**Excerpt provided:**
┏━━

If you happen to follow me ( which I totally appreciate!) you can probably tell that some posts are better written than others. ( At least I hope some would
be considered good!) Some literally take me a few days to write because of my method.

My method: write, play with kids, write, clean the toilet, write, maybe go to the grocery and write some more alternating until the post is complete. Then there are typos I notice after the fact and I have to update the post.

Some, are written late in the evening when nothing is stirring not even a mouse. Those are more off the cuff. Not much time is spent re-reading, adjusting content layout, etc. These are sometimes my more “deep” posts.

Mommy Monday—

When the thought of this day came to
me for the blog,ideas were flowing. It seems now I have nothing.

To be honest, it is hard to write about taking care of yourself first when you
don’t do it yourself. I feel like a hypocrite. That’s the last thing I want. Having everyday ideas of how we can take care of ourselves is one thing. Actually doing them another.

I’m not one to spend family time or family money on manicures and pedicures. I received a pedicure as a birthday present- $50. It lasted 2 days. I can’t see getting a pedicure once a week , biweekly or monthly. When I have all the disposable income in the world I can’t see me getting mani/pedis. To each his own.

My Achilles heel? Office supplies, organizational supplies. Give me unlimited funds, I will most likely buy every container, folder, different colored paper, label machine, file cabinet and folders I can get my hands on. A cricket machine? Dream!!! Laminating machine? Yes! PLEASE!

So my point is we are all different. What works for you to make you feel good and whole might not work for someone else. What is important is we figure out what we enjoy that we can do everyday.

Here’s my list:
1. Write either the blog or on my book
2. Organize a section of the house. It might be 1 drawer but its something.
3. Take a bath BY MYSELF, if possible. They are usually taken with my 3 year old in the back living it up and honestly me too. These days are short lived!
4. My bed has to be made as soon as handsome hubby and I are up.
5. Spend as much alone time as possible with each child and handsome hubby. Sometimes, it’s 5 minutes! But I do make an effort and they know it.
6. Last but not least, I need to read something uplifting, motivating, enriching, thoughtful.

Simple.

What’s yours? What do you NEED every day??

┗━━

**Exercise tasks:**
1. Condense the paragraph of the blog post that begins "I'm not one to spend family time" into two sentences, keeping its main facts.
2. Return everything in the blog post from "When the thought" down to "doing them another.", copied word for word.

**Extracted entries:**
┏━━

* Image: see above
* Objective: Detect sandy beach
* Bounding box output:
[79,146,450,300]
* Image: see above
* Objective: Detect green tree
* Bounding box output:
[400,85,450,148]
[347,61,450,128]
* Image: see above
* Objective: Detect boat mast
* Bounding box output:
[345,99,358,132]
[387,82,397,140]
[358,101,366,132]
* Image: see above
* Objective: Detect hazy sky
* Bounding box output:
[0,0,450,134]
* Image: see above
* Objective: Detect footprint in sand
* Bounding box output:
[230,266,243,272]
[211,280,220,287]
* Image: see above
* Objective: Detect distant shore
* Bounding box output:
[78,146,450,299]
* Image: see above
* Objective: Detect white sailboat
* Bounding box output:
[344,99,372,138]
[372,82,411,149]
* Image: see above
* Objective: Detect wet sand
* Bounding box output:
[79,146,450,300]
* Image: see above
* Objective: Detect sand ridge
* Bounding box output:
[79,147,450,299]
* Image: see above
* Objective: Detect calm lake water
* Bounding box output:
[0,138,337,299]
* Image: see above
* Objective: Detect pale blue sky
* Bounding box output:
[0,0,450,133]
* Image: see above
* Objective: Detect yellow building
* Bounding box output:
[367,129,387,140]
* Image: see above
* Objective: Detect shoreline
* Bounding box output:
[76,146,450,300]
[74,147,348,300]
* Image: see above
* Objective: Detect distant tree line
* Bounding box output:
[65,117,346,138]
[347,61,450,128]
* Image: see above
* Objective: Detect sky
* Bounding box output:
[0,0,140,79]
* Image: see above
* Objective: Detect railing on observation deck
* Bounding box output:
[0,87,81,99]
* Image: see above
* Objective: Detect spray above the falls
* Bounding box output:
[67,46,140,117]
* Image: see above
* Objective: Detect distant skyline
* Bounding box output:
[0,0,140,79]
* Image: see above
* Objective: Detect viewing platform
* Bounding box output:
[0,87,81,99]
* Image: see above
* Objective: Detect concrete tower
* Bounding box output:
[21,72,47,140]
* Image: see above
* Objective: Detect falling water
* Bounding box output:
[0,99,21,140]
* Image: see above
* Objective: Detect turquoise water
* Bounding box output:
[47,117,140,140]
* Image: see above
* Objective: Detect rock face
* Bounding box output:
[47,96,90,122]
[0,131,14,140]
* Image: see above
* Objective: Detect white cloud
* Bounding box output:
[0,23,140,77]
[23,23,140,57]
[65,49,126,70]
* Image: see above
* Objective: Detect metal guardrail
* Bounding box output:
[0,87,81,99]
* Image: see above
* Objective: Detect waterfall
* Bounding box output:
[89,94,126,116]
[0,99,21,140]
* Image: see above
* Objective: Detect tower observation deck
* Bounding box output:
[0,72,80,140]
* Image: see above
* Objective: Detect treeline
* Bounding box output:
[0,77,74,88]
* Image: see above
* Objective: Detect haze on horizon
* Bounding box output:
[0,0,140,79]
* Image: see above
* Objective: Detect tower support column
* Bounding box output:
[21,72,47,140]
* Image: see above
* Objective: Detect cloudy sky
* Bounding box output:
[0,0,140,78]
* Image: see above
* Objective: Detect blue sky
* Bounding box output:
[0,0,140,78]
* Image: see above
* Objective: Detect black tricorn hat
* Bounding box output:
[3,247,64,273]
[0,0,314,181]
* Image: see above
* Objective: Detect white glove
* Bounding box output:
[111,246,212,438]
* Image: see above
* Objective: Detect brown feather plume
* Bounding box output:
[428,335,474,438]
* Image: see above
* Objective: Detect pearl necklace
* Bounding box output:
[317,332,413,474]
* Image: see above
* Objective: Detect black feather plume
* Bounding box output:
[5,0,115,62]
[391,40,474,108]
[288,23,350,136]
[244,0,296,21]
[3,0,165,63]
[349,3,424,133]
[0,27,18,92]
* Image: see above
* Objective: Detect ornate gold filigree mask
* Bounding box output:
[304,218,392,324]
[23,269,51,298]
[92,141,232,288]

┗━━

**Replies:**
1. The writer doesn't spend family time or family money on manicures and pedicures and received a $50 pedicure as a birthday present that lasted only two days. Even with all the disposable income in the world, the writer can't see getting mani/pedis weekly, biweekly, or monthly, and adds, "To each his own."

2.
When the thought of this day came to
me for the blog,ideas were flowing. It seems now I have nothing.

To be honest, it is hard to write about taking care of yourself first when you
don’t do it yourself. I feel like a hypocrite. That’s the last thing I want. Having everyday ideas of how we can take care of ourselves is one thing. Actually doing them another.